**Given passage:**
•••
A Thinking Reed

"Man is but a reed, the most feeble thing in nature, but he is a thinking reed" – Blaise Pascal

Incarnation: plan A or plan B?

I’ve never really given much thought to the medieval debate between Franciscans and Dominicans about whether the Incarnation would’ve taken place if humankind hadn’t sinned. I guess it always struck me as a classically “scholastic” debate (in the pejorative sense).

But now I’m not so sure. It seems that which position one takes could have important implications about the meaning of salvation among other things. On the Franciscan view, as exemplified by Duns Scotus, the Incarnation was God’s plan from the beginning and would’ve taken place even without sin. It was God’s way of communicating the divine life and entering into fellowship with God’s creatures. The Incarnation, on this view, is the whole point of creation. By contrast, the Dominican view, as held by St. Thomas, was that the Incarnation was primarily a response to sin. Thus atonement becomes the chief reason for the Incarnation.
•••
**Set problem a:**
Transcribe the records from the line holding "Give the mask of every instance of the pink-tinged" through the last line of the records, both ends included.
The text and the records have no connection to each other.

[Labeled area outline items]
•••
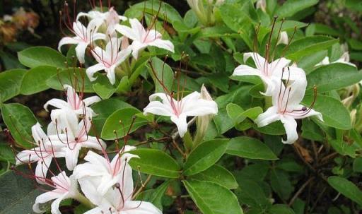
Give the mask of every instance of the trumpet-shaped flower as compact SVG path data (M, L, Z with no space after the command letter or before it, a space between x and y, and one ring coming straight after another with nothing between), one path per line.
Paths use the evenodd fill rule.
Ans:
M115 69L128 57L131 53L130 48L119 49L122 46L122 39L112 37L105 46L105 50L96 47L92 50L92 54L98 64L87 69L87 76L91 81L97 78L93 76L97 71L104 70L107 73L107 77L113 85L115 83Z
M84 198L78 191L77 182L73 176L68 177L64 171L58 175L53 176L51 179L47 179L45 184L54 189L36 198L33 210L37 213L43 213L46 211L40 208L40 204L54 200L51 206L52 214L62 214L59 211L59 205L62 201L66 198L81 201Z
M275 90L272 96L273 106L265 112L259 114L255 119L259 127L267 126L274 121L280 120L283 123L286 133L286 140L282 140L284 143L293 143L298 140L296 119L302 119L311 116L323 121L322 114L312 109L313 105L307 107L300 105L307 81L294 82L287 87L281 81L273 81L274 84L279 85L279 90Z
M290 75L287 77L284 76L284 79L288 78L291 81L298 81L303 80L303 76L305 78L305 74L302 69L296 66L286 68L291 61L286 58L281 57L269 63L258 53L250 52L244 54L244 62L246 62L250 57L252 57L257 68L240 65L235 69L233 76L257 76L260 77L267 88L266 91L262 93L264 95L271 96L273 94L276 85L272 80L279 80L284 69L288 69L290 71Z
M105 35L97 32L99 26L99 19L90 20L86 28L80 21L74 22L71 31L76 36L63 37L58 44L59 51L60 52L62 46L66 44L76 44L76 57L79 62L83 64L87 47L95 40L106 39Z
M137 59L139 54L148 46L154 46L174 52L173 44L168 40L162 40L162 35L153 29L144 29L142 24L136 18L130 18L131 28L117 25L115 30L133 40L131 47L132 55Z
M165 93L156 93L149 97L150 103L144 109L144 114L169 116L177 126L179 134L183 137L187 131L188 116L205 116L218 113L218 105L215 101L201 98L198 92L194 92L180 100ZM156 100L160 98L160 102Z
M87 117L81 120L72 121L73 123L65 133L50 136L52 142L63 144L65 151L65 160L69 170L73 170L78 162L79 151L83 147L102 150L107 146L105 143L96 137L88 136L92 125ZM75 127L76 129L74 129Z
M64 145L49 141L39 123L31 127L33 138L37 147L20 152L16 155L16 165L37 162L35 177L40 184L44 183L53 157L65 156Z
M134 147L127 145L123 153L134 148ZM128 198L133 193L133 189L126 188L127 186L133 188L132 169L128 162L131 158L139 157L127 153L116 155L112 161L108 159L105 153L105 157L89 151L84 157L84 160L87 162L77 165L74 172L86 196L95 204L101 203L103 196L112 186L123 180L128 184L127 186L124 186L125 189L122 189L123 196ZM98 194L94 194L88 188L89 185L96 186L96 191Z
M73 130L75 130L76 125L74 126L73 124L78 124L78 118L81 115L88 118L94 116L95 114L89 106L100 100L98 96L83 99L83 93L81 93L78 96L71 86L64 85L64 88L66 90L66 102L54 98L44 105L44 108L47 111L48 111L49 105L57 108L52 110L50 114L52 122L48 126L48 134L65 132L66 127L71 127Z

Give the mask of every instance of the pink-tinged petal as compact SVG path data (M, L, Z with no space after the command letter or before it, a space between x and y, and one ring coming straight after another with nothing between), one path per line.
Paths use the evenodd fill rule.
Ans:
•••
**Set problem b:**
Reproduce word for word the part of the post on the Incarnation debate between "I’ve never really" and "for the Incarnation.", inclusive.

**Task solution a:**
Give the mask of every instance of the pink-tinged petal as compact SVG path data (M, L, Z with no space after the command letter or before it, a space between x and y, and one ring coming straight after another with nothing between), one path per line.
Paths use the evenodd fill rule.
Ans:

**Task solution b:**
I’ve never really given much thought to the medieval debate between Franciscans and Dominicans about whether the Incarnation would’ve taken place if humankind hadn’t sinned. I guess it always struck me as a classically “scholastic” debate (in the pejorative sense).

But now I’m not so sure. It seems that which position one takes could have important implications about the meaning of salvation among other things. On the Franciscan view, as exemplified by Duns Scotus, the Incarnation was God’s plan from the beginning and would’ve taken place even without sin. It was God’s way of communicating the divine life and entering into fellowship with God’s creatures. The Incarnation, on this view, is the whole point of creation. By contrast, the Dominican view, as held by St. Thomas, was that the Incarnation was primarily a response to sin. Thus atonement becomes the chief reason for the Incarnation.